* Selected excerpt
PECC: Economic Recovery in 2021 is Possible but Requires Commitments

Despite significant challenges this year, a global economic recovery is projected for 2021, contingent on reduced global volatility and greater multilateral cooperation to contain the Covid-19 pandemic, according to a new report by the Pacific Economic Cooperation Council (PECC).

The fifteenth annual State of the Region for 2020-2021 was released today, ahead of an Economic Leaders’ Meeting to be hosted by the Asia-Pacific Economic Cooperation (APEC) this week. In 1994, APEC leaders adopted the goal of free and open trade and investment in the Asia-Pacific by 2020, this year they will seek to adopt a new vision to drive cooperation and integration.

Ambassador Don Campbell, Co-chair, PECC, said: “APEC leaders meeting this week need to send a strong signal to businesses and consumers of a commitment to growth and stability. They have an opportunity to do so through APEC’s post-2020 vision”.

The economic outlook for the Asia-Pacific1 has improved somewhat in recent months, but recovery will be uneven and fragile as the global pandemic has deepened in some places. Asia-Pacific economies are expected to shrink by about 3.1% in 2020. Growth of 5% is now expected next year which is then expected to decline towards 3.5% in subsequent years.

Similarly, for trade, exports and imports figures are expected to fall by 8.6% and 9.7% respectively in 2020 but will rebound to 7.8% and 9.2% growth in 2021. However, this is unlikely to offset losses in the medium-term as the risk of protectionism and slowing trade growth have weighed in heavily on confidence for a sustainable recovery.

Efforts in poverty reduction and elimination have also been hampered by the pandemic leading to an exacerbation of income inequality in both advanced and developing economies within the region. According to the World Bank, should the worst-case scenario materialise, the pandemic will wipe out all poverty reduction achievements over the past five years. A deeper discussion into social and fiscal reform is critically needed to combat these effects and align with APEC’s goals.

Foreign direct investment has also taken a hit and is expected to drop below US$1 trillion for the first time since 2009. The impact of widespread lockdown, demand shock and policy uncertainty have affected both greenfield investment which has seen a 30% drop, and cross-border M&As which fell by 21%. Prolonged shutdown of economic activities is likely to have a larger impact on emerging economies that are reliant on foreign investment for industrial activity and infrastructure development.

* Entries provided
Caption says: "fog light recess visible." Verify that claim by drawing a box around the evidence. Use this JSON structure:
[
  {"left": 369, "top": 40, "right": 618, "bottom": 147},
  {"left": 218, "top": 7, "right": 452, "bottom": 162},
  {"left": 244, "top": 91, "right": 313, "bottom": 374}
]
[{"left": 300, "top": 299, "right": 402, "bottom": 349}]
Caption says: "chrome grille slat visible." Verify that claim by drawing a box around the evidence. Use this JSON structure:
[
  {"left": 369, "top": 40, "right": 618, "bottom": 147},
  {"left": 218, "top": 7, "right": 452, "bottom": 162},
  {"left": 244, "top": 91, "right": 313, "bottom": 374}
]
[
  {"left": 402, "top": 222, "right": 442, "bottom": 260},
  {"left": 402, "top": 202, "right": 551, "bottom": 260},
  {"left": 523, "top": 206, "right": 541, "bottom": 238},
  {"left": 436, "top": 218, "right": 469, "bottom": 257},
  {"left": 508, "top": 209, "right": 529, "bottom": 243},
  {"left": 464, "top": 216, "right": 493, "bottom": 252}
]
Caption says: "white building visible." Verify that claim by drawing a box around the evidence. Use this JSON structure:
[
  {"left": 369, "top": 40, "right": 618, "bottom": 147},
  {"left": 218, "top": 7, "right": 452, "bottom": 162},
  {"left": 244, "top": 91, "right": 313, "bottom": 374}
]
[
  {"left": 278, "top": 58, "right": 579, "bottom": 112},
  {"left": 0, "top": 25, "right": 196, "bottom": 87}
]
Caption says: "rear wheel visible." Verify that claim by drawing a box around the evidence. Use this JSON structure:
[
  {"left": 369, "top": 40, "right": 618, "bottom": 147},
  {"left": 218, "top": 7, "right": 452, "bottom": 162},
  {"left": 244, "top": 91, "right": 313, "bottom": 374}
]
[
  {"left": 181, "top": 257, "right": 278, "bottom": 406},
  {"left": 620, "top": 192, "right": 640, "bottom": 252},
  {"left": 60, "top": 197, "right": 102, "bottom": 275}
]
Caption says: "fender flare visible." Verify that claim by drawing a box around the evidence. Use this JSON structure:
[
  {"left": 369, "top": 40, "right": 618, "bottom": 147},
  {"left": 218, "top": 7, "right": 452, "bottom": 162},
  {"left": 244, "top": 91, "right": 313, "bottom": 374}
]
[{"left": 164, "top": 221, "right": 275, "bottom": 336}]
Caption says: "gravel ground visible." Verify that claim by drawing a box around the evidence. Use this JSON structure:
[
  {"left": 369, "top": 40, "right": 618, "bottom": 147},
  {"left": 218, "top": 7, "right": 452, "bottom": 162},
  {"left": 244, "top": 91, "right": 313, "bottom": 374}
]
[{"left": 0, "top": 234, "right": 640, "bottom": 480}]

--

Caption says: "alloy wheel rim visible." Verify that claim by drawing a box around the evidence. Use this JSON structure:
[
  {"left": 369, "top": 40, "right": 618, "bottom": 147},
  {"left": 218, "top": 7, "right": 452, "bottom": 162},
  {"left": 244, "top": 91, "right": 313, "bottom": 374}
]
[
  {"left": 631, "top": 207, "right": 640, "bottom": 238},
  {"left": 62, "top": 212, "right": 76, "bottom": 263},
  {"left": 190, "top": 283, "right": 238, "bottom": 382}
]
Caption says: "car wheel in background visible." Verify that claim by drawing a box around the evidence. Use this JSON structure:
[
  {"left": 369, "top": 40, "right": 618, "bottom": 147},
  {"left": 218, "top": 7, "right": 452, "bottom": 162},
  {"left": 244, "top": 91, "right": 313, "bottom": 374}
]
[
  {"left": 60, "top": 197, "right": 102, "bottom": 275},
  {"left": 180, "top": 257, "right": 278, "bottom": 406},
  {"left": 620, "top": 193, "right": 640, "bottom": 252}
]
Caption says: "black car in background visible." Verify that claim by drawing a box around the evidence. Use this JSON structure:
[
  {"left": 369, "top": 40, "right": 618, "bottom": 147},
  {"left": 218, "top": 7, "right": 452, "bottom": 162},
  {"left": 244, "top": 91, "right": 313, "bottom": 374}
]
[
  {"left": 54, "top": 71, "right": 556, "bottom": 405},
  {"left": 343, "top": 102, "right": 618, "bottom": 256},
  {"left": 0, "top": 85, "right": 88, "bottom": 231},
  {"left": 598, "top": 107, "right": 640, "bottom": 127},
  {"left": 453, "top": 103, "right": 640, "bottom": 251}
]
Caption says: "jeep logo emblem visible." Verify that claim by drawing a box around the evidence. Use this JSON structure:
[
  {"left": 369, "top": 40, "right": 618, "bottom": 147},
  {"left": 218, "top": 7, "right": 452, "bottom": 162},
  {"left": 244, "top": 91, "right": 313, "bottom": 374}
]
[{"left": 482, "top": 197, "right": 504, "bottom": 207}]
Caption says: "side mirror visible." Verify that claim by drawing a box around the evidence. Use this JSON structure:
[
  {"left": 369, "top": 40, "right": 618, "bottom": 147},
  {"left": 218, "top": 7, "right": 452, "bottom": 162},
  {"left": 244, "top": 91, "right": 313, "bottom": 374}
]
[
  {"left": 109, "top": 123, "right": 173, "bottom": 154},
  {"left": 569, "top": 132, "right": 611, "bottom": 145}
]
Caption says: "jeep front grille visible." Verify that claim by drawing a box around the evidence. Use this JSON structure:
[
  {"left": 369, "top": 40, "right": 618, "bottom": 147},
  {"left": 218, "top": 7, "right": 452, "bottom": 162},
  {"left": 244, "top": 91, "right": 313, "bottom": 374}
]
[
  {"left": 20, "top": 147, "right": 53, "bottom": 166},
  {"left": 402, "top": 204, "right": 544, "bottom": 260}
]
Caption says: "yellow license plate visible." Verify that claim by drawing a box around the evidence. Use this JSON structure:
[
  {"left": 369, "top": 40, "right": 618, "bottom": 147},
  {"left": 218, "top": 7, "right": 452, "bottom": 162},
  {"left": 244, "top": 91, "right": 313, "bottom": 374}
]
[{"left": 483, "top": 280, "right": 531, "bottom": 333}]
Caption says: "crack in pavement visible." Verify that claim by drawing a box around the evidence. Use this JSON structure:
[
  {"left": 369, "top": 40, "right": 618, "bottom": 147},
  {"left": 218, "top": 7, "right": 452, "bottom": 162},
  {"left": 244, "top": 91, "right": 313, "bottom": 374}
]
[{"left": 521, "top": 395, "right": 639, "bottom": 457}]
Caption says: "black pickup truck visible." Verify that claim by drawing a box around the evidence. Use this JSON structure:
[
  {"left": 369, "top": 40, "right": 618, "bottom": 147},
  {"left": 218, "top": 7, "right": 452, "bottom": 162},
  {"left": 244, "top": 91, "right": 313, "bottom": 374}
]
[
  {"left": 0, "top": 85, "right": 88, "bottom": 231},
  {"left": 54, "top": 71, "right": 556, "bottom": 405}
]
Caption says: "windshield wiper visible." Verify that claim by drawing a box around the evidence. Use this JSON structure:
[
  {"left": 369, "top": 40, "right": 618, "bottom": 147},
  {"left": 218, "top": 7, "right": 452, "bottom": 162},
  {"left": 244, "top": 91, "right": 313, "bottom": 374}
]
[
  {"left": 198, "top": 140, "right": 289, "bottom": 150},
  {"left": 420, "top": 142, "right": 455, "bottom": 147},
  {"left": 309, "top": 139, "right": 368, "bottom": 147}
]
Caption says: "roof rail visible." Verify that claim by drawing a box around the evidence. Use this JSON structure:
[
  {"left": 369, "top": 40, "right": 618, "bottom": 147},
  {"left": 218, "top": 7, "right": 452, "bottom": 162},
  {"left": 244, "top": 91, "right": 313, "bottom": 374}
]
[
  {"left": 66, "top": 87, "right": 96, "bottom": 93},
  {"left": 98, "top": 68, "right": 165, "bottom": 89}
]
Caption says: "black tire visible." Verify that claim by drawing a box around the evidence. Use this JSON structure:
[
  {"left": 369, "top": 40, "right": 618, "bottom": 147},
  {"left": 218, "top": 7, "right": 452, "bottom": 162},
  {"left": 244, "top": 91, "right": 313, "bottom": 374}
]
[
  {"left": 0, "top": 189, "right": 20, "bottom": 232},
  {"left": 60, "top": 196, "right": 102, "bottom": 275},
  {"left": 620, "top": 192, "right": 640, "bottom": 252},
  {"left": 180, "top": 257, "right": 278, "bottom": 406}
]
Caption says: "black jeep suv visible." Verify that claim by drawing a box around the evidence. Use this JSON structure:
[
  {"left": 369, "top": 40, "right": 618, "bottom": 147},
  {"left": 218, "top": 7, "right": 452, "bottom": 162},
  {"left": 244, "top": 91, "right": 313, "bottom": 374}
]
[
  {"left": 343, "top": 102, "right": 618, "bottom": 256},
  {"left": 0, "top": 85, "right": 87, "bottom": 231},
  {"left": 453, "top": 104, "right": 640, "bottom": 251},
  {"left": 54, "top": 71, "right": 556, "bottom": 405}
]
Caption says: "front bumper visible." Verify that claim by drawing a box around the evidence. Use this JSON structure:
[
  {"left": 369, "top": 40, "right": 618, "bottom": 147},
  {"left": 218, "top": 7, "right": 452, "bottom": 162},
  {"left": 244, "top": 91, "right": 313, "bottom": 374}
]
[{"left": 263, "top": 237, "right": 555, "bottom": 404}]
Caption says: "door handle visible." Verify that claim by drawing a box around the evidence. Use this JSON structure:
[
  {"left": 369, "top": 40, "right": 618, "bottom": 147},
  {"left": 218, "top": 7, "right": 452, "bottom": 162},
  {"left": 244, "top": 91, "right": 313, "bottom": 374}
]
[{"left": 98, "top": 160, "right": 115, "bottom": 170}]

* Problem requirements
Swap "shrink" for "contract" and write out the stretch of the press release that opens with the words containing "The economic outlook" and closes with "in subsequent years.". Rely on the press release alone.

* Response for this exercise
The economic outlook for the Asia-Pacific1 has improved somewhat in recent months, but recovery will be uneven and fragile as the global pandemic has deepened in some places. Asia-Pacific economies are expected to contract by about 3.1% in 2020. Growth of 5% is now expected next year which is then expected to decline towards 3.5% in subsequent years.